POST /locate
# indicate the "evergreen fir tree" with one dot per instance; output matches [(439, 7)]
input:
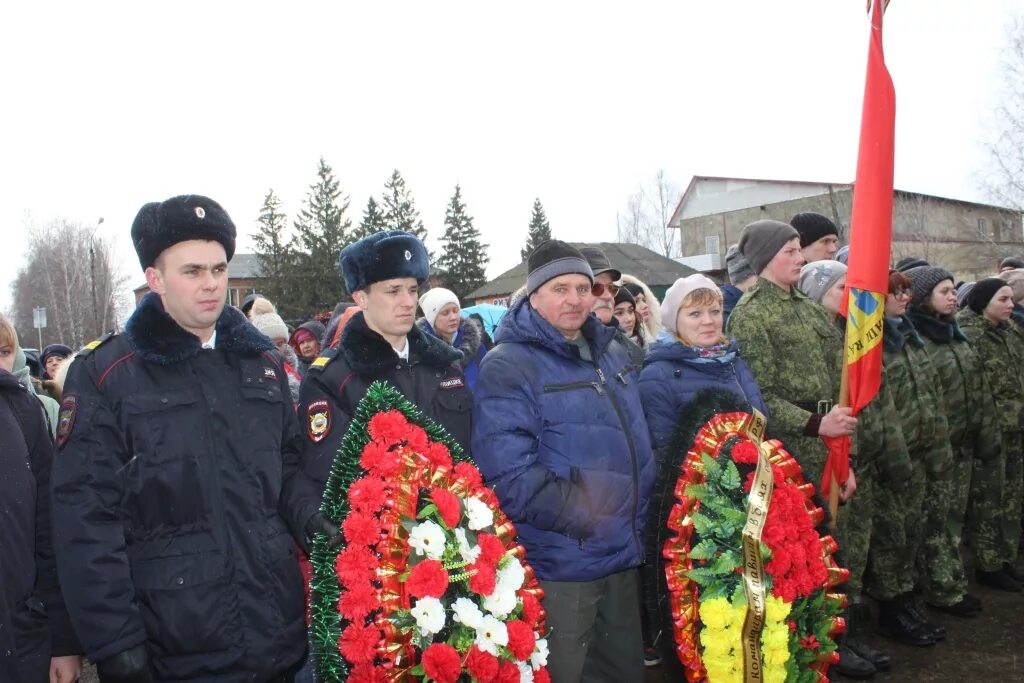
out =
[(399, 209), (539, 229), (464, 258), (273, 253), (373, 221), (322, 230)]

####

- **Description of the task**
Reproduce every entry above verbatim, character for character, but omit the picture.

- **Solution below**
POST /locate
# indicate the "evergreen fir tree" with one dot per instance; output matches [(439, 7)]
input:
out =
[(399, 209), (539, 229), (464, 258), (273, 253), (373, 221), (322, 230)]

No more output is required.